Every entry below must appear again, exactly as written.

Pointing records
_ _ _
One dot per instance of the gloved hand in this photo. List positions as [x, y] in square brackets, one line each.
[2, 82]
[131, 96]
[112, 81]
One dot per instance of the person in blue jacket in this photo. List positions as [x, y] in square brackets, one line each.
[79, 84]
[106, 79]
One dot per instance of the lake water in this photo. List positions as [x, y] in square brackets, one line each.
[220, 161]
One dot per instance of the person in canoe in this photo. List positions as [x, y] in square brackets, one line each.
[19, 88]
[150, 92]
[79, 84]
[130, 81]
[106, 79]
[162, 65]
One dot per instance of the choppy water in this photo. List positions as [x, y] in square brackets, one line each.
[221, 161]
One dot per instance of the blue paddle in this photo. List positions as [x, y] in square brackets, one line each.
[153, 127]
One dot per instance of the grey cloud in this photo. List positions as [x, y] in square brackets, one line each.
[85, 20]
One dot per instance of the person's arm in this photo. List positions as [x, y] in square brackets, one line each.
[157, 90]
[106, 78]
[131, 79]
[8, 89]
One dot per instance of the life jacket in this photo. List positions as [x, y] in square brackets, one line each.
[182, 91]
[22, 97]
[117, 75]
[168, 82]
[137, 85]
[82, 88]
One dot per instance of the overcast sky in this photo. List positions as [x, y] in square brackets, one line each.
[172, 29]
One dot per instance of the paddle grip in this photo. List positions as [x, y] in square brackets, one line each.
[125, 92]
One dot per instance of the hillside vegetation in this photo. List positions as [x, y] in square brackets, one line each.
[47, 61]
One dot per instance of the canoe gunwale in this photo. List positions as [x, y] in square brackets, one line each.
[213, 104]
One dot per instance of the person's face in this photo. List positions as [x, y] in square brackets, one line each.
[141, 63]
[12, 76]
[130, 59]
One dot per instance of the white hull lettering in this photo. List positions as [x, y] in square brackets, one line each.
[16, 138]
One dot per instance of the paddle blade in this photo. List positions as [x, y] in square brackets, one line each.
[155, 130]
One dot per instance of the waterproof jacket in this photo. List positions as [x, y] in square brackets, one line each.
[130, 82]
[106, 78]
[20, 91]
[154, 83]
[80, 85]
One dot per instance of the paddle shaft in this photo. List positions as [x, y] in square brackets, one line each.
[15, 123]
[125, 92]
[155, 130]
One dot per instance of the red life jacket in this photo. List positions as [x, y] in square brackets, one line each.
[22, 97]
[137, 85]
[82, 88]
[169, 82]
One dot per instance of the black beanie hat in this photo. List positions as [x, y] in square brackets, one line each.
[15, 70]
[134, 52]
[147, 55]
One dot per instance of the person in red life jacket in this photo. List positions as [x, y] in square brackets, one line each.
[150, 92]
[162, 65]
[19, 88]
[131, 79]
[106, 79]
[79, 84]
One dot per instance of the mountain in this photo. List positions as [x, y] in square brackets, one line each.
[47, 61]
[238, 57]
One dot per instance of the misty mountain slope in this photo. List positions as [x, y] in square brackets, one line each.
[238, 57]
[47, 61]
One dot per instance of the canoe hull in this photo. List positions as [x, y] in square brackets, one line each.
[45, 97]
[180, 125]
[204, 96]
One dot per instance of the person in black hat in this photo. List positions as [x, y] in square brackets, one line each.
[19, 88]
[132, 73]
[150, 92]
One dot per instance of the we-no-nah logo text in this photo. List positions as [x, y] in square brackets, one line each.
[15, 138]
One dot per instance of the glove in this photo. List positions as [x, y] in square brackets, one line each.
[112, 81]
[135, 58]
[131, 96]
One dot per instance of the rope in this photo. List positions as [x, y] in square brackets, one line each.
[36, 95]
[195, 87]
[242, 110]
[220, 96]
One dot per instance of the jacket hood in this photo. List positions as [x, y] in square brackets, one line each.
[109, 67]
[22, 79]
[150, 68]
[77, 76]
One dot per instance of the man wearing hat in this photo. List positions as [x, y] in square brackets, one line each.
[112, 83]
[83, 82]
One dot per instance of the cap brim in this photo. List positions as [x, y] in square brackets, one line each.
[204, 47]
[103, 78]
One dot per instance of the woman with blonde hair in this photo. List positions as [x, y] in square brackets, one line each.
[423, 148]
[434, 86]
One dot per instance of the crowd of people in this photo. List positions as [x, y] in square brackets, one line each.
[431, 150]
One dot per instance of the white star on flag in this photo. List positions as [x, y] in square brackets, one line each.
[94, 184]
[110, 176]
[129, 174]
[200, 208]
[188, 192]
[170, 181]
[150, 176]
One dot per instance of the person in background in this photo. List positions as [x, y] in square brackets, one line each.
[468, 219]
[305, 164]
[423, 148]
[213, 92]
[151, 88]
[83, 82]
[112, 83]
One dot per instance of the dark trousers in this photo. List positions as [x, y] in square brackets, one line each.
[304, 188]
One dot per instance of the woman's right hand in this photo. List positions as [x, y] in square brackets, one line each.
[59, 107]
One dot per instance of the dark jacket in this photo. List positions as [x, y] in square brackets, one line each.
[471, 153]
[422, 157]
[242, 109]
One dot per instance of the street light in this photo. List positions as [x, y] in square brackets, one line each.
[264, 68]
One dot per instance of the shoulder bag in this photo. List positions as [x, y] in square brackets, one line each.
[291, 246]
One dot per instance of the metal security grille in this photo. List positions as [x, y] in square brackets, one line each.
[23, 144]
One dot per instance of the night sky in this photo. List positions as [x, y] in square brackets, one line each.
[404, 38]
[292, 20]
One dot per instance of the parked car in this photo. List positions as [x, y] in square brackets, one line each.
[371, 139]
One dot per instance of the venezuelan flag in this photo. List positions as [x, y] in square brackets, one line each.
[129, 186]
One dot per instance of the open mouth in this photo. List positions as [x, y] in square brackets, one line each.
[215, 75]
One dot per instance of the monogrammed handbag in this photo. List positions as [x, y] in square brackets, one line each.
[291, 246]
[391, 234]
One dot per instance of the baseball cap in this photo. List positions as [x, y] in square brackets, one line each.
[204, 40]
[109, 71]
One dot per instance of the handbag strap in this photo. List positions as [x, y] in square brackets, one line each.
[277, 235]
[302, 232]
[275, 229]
_ _ _
__ANSWER TO THE PROBLEM__.
One dot per instance of the gloved hand in this photo. List positions as [x, y] in square brackets, one line each.
[2, 82]
[131, 96]
[112, 81]
One dot per instance of the person in blue jacket in this photo. List positions as [x, y] in square brackets, one line each.
[79, 84]
[106, 79]
One dot per instance of the lake water in this photo. List positions as [x, y] in square brackets, one line each.
[220, 161]
One dot per instance of the person in canoe in this photo. List positions as [x, y] in square brackets, one line each.
[19, 88]
[150, 92]
[79, 84]
[130, 81]
[106, 79]
[162, 65]
One dot per instance of the choppy water in this photo. List positions as [x, y] in square brackets, one line each.
[221, 161]
One dot per instance of the blue paddle in this photo. List positions as [x, y] in square brackets, one line each.
[153, 127]
One dot per instance of the grey cloud in this photo. List positions as [x, y] in square brackets, one line each.
[85, 20]
One dot per instance of the person's arm in this photo. List positions as [x, y] in square brackets, one line each.
[157, 90]
[106, 78]
[131, 79]
[8, 89]
One dot per instance of the life jacket in this photo. List positions as [x, y] in square brackets, one line each.
[182, 91]
[22, 97]
[117, 75]
[168, 82]
[137, 85]
[82, 88]
One dot per instance of the overcast sky in this photo. List positions as [x, y] in square brackets, one line each.
[172, 29]
One dot per instance of the paddle grip in this photo. List positions as [x, y] in square brackets, one line each.
[125, 92]
One dot per instance of the hillside vegetation in this photo. List positions as [x, y] in square brackets, one line each.
[47, 61]
One dot per instance of the canoe gunwale in this photo. List positions as [x, y] in square brackets, one line each.
[213, 104]
One dot per instance of the person's face in this photo. List positions as [x, y] in square brackets, one line each.
[141, 63]
[12, 76]
[130, 59]
One dot per instance of the white hull lettering in this photo. List positions as [x, y] in square brackets, one line each.
[16, 138]
One dot per instance of the paddle blade in this photo. List positions as [x, y] in square brackets, one line each.
[155, 130]
One dot per instance of the waterproof jacket in this photo. List positions as [x, y] in square brackets, one line each.
[130, 82]
[106, 78]
[20, 91]
[154, 83]
[80, 85]
One dot per instance of the paddle shaft in this photo. List positions as [x, y] in square brackets, one line each.
[15, 123]
[125, 92]
[155, 130]
One dot per instance of the red life jacket in this photo. List positions as [x, y] in square brackets, one line each.
[22, 97]
[137, 85]
[82, 88]
[169, 82]
One dot per instance of the black beanie hat in this photo. List positions as [x, y] in square brackets, one line each.
[15, 70]
[134, 52]
[147, 55]
One dot per instance of the person in red life jacket in this photo. List positions as [x, y] in square brackets, one line each.
[150, 92]
[162, 65]
[19, 88]
[131, 79]
[106, 79]
[79, 84]
One dot per instance of the mountain in this photo. List positions as [x, y] in square brackets, one line each.
[47, 61]
[238, 57]
One dot per instance of the misty mountain slope in this photo. List positions as [x, y] in square brackets, one line each.
[238, 57]
[47, 61]
One dot per instance of the canoe hull in this photo. List positions as [x, y] in square brackets, one line each.
[45, 97]
[180, 125]
[204, 96]
One dot per instance of the person in black hat in this photo. List positions as [x, y] in square brackets, one line each.
[19, 88]
[132, 73]
[150, 92]
One dot per instance of the we-no-nah logo text in this photo. List positions as [x, y] in square brackets, one line each.
[15, 138]
One dot per instance of the glove in this photo. List positions as [x, y] in square brackets, one line each.
[112, 81]
[135, 58]
[131, 96]
One dot per instance of the rope in this photo. List positions as [x, y] in square brackets, one line each.
[36, 95]
[195, 87]
[242, 110]
[220, 96]
One dot per instance of the jacket hood in this photo. List positions as [x, y] in square brackets, one line each.
[109, 67]
[22, 79]
[150, 68]
[77, 76]
One dot per instance of the man wearing hat in this photo. List positions as [x, y] in square brackets, one line each.
[112, 83]
[83, 82]
One dot per instance of the cap brim in this photo. List positions as [x, y] in square brackets, one line each.
[204, 47]
[103, 78]
One dot per instance of the woman with blonde hair in this photo. List positions as [x, y] in square brackets, one line each.
[423, 148]
[434, 86]
One dot per instance of the crowd of people in this photo. List positions as [x, y] in square brackets, one line each.
[431, 150]
One dot per instance of the white star on flag in this photo. List positions as [x, y] in square brackets, one line each.
[94, 184]
[110, 176]
[129, 174]
[200, 208]
[188, 192]
[170, 181]
[150, 176]
One dot per instance of the person in background in this photo. List positions as [x, y] in square brackets, one line each.
[468, 219]
[305, 164]
[423, 148]
[213, 92]
[151, 88]
[83, 82]
[112, 83]
One dot per instance of the dark trousers in this photo. List positions as [x, y] in square brackets, one line each.
[304, 188]
One dot per instance of the woman's right hand in this photo. List positions as [x, y] in square brackets, one line each.
[59, 107]
One dot per instance of the dark jacket in this photo. List positions as [x, y] in square brackets, one line each.
[471, 153]
[422, 157]
[242, 109]
One dot per instance of the street light in this photo. List positions as [x, y] in square brackets, one line each.
[264, 68]
One dot per instance of the shoulder bag in this photo. List positions as [x, y] in square brackets, one line each.
[291, 246]
One dot per instance of the metal security grille in this photo. List positions as [x, y] in square brackets, one line each.
[23, 144]
One dot per instance of the night sky in this photo. List positions as [x, y] in square brackets, one line each.
[404, 38]
[292, 20]
One dot per instance of the parked car in this photo. List positions as [x, y] in square brackets, one line each.
[371, 139]
One dot per instance of the venezuelan flag in this photo. List positions as [x, y] in square brackets, one line each.
[129, 186]
One dot per instance of the open mouth in this photo. List positions as [x, y] in square brackets, one line each.
[215, 75]
One dot per instance of the monogrammed handbag in this photo. List positions as [x, y] in square brackets, one line each.
[291, 246]
[391, 234]
One dot per instance of the baseball cap in this photo. List positions as [x, y] in square brackets, one line each.
[204, 40]
[109, 71]
One dot per instance of the handbag strap in this photo. List positions as [x, y] in square brackets, one line each.
[277, 235]
[302, 232]
[275, 229]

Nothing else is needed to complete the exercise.